RECORDS PROVIDED:
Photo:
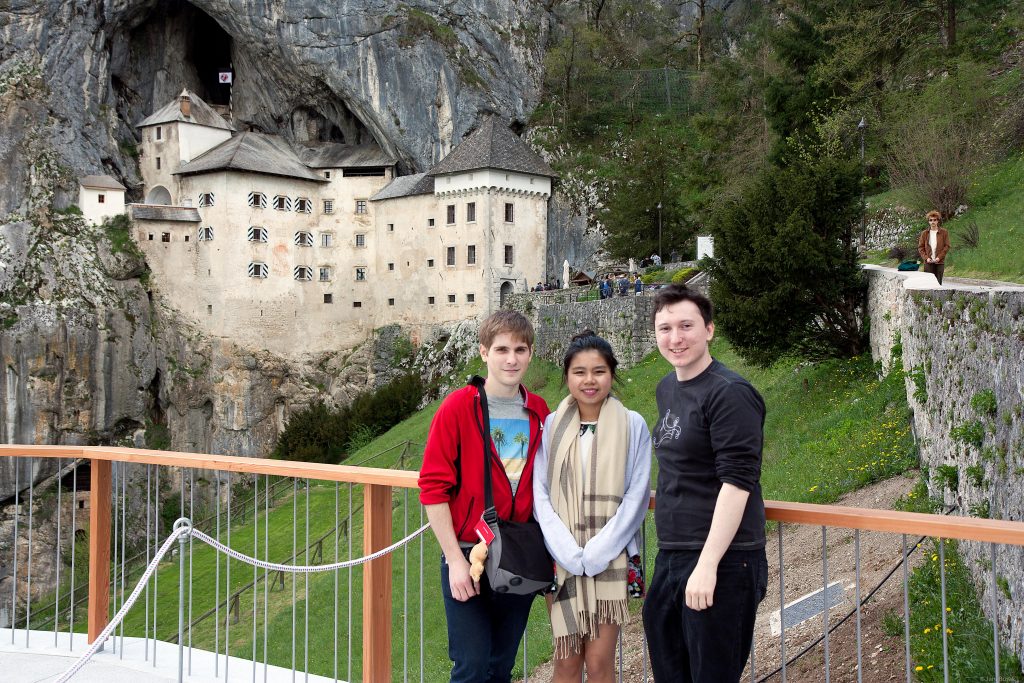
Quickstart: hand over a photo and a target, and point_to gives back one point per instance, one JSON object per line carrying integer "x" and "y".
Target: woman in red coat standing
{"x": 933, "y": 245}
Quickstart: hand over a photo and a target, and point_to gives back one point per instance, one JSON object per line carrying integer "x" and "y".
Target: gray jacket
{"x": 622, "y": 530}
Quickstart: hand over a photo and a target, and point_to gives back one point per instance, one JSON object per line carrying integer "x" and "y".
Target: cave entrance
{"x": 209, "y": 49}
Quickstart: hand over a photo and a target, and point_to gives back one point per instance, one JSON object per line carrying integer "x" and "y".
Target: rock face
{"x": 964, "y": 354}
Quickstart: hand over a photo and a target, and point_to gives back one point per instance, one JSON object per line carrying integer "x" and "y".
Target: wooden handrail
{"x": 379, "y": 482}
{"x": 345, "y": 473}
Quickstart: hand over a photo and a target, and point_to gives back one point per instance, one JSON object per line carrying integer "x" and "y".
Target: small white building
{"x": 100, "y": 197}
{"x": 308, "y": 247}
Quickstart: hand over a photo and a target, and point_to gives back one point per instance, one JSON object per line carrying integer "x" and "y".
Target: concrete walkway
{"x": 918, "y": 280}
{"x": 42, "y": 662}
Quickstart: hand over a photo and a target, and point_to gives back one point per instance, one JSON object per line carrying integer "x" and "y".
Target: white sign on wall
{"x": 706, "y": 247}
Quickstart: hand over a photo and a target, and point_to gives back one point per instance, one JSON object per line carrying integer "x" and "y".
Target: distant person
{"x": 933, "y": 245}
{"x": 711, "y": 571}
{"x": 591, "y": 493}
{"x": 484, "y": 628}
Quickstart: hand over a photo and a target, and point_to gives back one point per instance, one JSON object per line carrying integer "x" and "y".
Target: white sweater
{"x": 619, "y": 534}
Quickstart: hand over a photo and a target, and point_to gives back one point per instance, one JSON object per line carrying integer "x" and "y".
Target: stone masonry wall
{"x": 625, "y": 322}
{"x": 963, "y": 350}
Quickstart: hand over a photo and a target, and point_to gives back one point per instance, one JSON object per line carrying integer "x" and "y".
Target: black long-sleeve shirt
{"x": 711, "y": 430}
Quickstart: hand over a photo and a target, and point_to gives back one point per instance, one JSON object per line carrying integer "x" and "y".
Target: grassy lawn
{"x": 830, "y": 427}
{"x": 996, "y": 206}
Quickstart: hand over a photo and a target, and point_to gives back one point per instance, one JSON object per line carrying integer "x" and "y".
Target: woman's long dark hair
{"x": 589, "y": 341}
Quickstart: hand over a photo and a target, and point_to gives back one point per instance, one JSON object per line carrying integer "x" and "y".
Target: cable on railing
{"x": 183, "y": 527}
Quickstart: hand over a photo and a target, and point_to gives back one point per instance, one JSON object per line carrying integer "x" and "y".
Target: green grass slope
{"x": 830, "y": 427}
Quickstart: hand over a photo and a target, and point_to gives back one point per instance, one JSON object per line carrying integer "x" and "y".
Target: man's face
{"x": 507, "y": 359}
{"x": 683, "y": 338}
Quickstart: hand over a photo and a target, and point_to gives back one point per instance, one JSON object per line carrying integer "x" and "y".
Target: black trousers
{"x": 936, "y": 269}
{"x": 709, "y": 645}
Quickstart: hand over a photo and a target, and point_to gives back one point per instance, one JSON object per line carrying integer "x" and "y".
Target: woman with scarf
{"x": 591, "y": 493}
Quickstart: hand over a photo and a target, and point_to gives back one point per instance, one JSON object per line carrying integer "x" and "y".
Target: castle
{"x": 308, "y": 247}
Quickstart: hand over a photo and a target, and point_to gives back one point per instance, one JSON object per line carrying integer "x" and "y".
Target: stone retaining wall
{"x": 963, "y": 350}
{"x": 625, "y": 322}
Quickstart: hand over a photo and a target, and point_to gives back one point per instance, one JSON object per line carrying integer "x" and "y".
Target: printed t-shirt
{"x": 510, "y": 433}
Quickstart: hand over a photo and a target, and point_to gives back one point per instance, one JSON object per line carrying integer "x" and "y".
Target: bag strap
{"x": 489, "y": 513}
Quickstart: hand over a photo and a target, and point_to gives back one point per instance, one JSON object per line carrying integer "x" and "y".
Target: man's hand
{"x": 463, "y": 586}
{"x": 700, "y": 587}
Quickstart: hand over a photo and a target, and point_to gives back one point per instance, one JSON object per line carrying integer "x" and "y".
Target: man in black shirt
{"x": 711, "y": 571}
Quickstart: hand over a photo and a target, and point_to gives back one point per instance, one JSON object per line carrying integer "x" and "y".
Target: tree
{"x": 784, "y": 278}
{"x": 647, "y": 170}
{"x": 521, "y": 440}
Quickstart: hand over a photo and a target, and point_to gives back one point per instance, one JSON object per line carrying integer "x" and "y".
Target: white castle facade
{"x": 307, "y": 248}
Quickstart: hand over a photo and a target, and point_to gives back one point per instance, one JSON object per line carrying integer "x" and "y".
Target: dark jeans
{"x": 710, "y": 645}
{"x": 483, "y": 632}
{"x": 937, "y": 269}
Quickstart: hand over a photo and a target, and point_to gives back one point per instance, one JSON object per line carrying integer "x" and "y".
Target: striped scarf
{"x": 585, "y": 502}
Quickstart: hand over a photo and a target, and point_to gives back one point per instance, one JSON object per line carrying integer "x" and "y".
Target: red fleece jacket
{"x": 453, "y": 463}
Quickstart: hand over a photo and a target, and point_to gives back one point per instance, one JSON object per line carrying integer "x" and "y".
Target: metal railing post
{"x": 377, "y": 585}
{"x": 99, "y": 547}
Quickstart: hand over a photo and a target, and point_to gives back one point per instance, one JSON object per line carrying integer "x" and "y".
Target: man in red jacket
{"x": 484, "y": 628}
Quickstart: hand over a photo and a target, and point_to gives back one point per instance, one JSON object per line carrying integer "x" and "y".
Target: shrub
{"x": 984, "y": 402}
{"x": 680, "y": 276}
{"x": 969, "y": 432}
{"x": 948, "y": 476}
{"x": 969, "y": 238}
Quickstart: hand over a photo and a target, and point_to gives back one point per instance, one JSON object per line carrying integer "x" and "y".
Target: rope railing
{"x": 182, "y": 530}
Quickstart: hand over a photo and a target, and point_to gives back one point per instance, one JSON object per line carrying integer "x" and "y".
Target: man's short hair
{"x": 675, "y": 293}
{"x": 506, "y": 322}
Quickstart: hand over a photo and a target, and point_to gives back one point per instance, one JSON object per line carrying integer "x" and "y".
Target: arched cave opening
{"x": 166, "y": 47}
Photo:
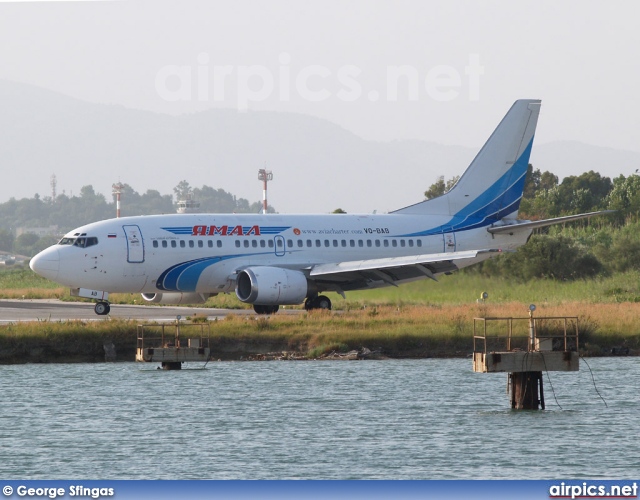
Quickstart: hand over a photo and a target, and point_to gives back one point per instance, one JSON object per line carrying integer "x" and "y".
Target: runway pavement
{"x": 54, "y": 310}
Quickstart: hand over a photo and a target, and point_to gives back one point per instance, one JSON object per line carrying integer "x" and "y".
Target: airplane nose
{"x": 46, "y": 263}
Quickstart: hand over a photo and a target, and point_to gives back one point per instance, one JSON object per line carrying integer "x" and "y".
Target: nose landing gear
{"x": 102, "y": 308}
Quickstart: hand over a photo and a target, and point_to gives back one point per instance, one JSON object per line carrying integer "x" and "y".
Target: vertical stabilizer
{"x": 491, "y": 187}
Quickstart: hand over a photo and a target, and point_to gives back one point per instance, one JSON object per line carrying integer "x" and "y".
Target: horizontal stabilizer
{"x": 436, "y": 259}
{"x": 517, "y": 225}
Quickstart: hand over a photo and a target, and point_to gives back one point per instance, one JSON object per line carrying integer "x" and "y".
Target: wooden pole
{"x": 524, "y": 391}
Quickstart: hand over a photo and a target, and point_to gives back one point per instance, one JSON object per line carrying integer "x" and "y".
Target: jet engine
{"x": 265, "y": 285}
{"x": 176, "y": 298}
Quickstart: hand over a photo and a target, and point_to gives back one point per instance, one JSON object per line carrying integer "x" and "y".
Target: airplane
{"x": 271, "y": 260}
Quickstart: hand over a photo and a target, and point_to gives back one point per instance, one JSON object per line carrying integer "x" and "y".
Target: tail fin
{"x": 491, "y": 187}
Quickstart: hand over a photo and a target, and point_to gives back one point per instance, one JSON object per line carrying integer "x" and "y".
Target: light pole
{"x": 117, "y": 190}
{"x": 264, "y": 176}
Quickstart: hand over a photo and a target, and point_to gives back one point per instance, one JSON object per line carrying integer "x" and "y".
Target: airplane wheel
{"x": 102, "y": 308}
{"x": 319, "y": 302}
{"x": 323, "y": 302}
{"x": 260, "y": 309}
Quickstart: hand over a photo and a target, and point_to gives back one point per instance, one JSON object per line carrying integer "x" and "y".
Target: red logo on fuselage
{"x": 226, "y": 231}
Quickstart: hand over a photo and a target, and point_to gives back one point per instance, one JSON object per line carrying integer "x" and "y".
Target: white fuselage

EXERCISE INSTRUCTIONS:
Every line from the one with "Target: tail fin" to the end of the records above should be returned exactly, and no other lines.

RESULT FOR THIS EXERCISE:
Target: tail fin
{"x": 491, "y": 187}
Quickstart: hand over a photo and a target, and point_to gives back one point per instance, one JSON object per line carrying integer "x" and "y".
Target: light pole
{"x": 117, "y": 190}
{"x": 264, "y": 176}
Quickstart: hand over a photo and a target, and point_to gives back one point per instance, one JSON object per line carrying integer "x" and "y".
Target: airplane wheel
{"x": 102, "y": 308}
{"x": 319, "y": 302}
{"x": 323, "y": 302}
{"x": 260, "y": 309}
Quickstart: hand over a photo and a target, and point_to gives back one point per instance, one JSON object per line carrying integer "x" and "y".
Target: red logo on fuselage
{"x": 226, "y": 231}
Quickstart: hand over a photo and a target, and point_to gives back one point per instance, one JSON object per line carrying integer "x" and "y".
Target: white fuselage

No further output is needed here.